> _TO BE DONE_:
Quote the data below word for word, reproducing every line in its original order.
* Begin RECORDS SHOWN *
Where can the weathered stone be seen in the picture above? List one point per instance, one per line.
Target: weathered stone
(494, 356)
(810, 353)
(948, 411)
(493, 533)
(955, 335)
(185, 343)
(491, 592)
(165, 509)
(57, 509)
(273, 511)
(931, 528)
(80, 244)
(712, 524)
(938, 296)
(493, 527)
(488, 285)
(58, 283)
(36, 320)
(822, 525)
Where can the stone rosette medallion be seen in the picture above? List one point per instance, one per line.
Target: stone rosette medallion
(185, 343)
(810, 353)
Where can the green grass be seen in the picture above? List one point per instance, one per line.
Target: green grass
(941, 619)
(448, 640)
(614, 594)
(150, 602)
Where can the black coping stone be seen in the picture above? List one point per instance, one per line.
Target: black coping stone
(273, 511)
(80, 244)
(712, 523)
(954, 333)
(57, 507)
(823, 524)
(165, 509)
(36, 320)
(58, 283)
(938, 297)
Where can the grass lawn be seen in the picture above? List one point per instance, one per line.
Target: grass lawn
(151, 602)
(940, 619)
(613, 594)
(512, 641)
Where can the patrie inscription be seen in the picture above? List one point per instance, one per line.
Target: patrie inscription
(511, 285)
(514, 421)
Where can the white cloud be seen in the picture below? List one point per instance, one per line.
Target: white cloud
* End RECORDS SHOWN *
> _ANSWER FOR THIS EXERCISE_:
Where can the weathered stone be seen in the picture above? List one point per instance, one per line.
Target: weathered stone
(494, 356)
(810, 353)
(948, 411)
(493, 533)
(955, 335)
(185, 343)
(491, 592)
(165, 509)
(57, 509)
(273, 511)
(931, 528)
(80, 244)
(712, 524)
(938, 296)
(493, 527)
(488, 285)
(58, 283)
(36, 320)
(822, 525)
Where can the stone rosette medallion be seen in the picture above? List one point per instance, one per line.
Target: stone rosette medallion
(185, 343)
(810, 353)
Where can the green grass be seen in the picture above? List one point per instance, one per line.
Target: green grass
(941, 619)
(448, 640)
(614, 594)
(150, 602)
Where can the black coping stone be seen in the picture above? List one point per instance, one per line.
Target: black coping stone
(273, 511)
(80, 244)
(712, 523)
(954, 333)
(57, 507)
(823, 524)
(165, 509)
(36, 320)
(58, 283)
(938, 297)
Where can the grass lawn be seen in the picture above? List one point per instance, one per line.
Target: grass lawn
(151, 602)
(940, 619)
(613, 594)
(512, 641)
Where can the patrie inscription be seen in the picture above? List one point per instance, one per line.
Target: patrie inscription
(511, 285)
(514, 421)
Where can the white cloud be seen in the picture below? List one point per instance, one per line.
Target: white cloud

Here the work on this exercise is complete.